**Your tasks**
a - Modify the passage about Langston, starting at "That night, while" and ending at "I underestimated him.", so that "in bed" becomes "on the couch".
b - Decide whether each statement agrees with the passage about Langston, giving yes or no along with the deciding words quoted from it: (i) Langston outruns the narrator when chasing. (ii) The narrator told Langston about the chicken's death on a friend's advice. (iii) Langston asks whether the narrator becomes a kid again.

**Text segment**
· · ·

In a way, it was exactly what I deserved. Against my friend’s advice, I had alerted Langston to the chicken’s death. Now I was the chicken. The chase was pretty short because, when in pursuit, Langston easily outruns me. When he caught me, he made eating noises. Fortunately, the eating remained imaginary.
That night, while I lay beside him in bed, Langston asked, “What happens to you? Do you keep growing up like me?”
“Not exactly,” I said, “I guess I just get older.” I thought about the way our minds expand as they take in new information, and our emotions stretch as they envelop new experiences, but at the time, I wasn’t sure he would understand that kind of growth. Looking back, I wonder if I underestimated him.
“And then what?” Langston asked. “Do you become a kid again?”
“No,” I said vaguely. I didn’t want Langston to grapple with my eventual death just yet. Wait, I told myself. Wait until he explicitly asks whether you’ll die, and wait until he’s fully awake! Was that inability to face up to the possibility of my own death in front of my son wisdom or merely cowardice?

· · ·

Dataset rows
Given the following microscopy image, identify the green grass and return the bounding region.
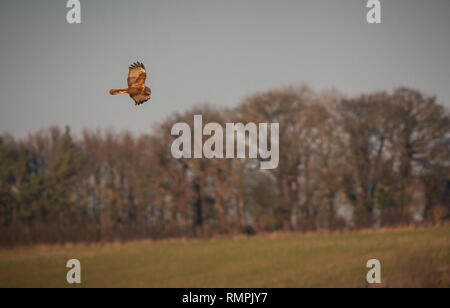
[0,226,450,287]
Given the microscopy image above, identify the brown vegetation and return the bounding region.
[0,87,450,246]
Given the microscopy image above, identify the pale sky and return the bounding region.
[0,0,450,137]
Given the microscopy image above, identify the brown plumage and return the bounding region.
[109,62,152,105]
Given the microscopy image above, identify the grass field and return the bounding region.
[0,226,450,287]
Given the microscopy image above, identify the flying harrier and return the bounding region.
[109,62,152,105]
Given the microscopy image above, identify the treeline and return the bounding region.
[0,87,450,246]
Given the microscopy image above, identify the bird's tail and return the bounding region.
[109,89,128,95]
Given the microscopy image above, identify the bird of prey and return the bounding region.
[109,62,152,105]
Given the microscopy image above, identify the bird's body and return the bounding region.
[109,62,152,105]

· · ·

**The results**
a -
That night, while I lay beside him on the couch, Langston asked, “What happens to you? Do you keep growing up like me?”
“Not exactly,” I said, “I guess I just get older.” I thought about the way our minds expand as they take in new information, and our emotions stretch as they envelop new experiences, but at the time, I wasn’t sure he would understand that kind of growth. Looking back, I wonder if I underestimated him.

b -
(i) Yes: "when in pursuit, Langston easily outruns me."
(ii) No: "Against my friend’s advice, I had alerted Langston to the chicken’s death."
(iii) Yes: "Do you become a kid again?"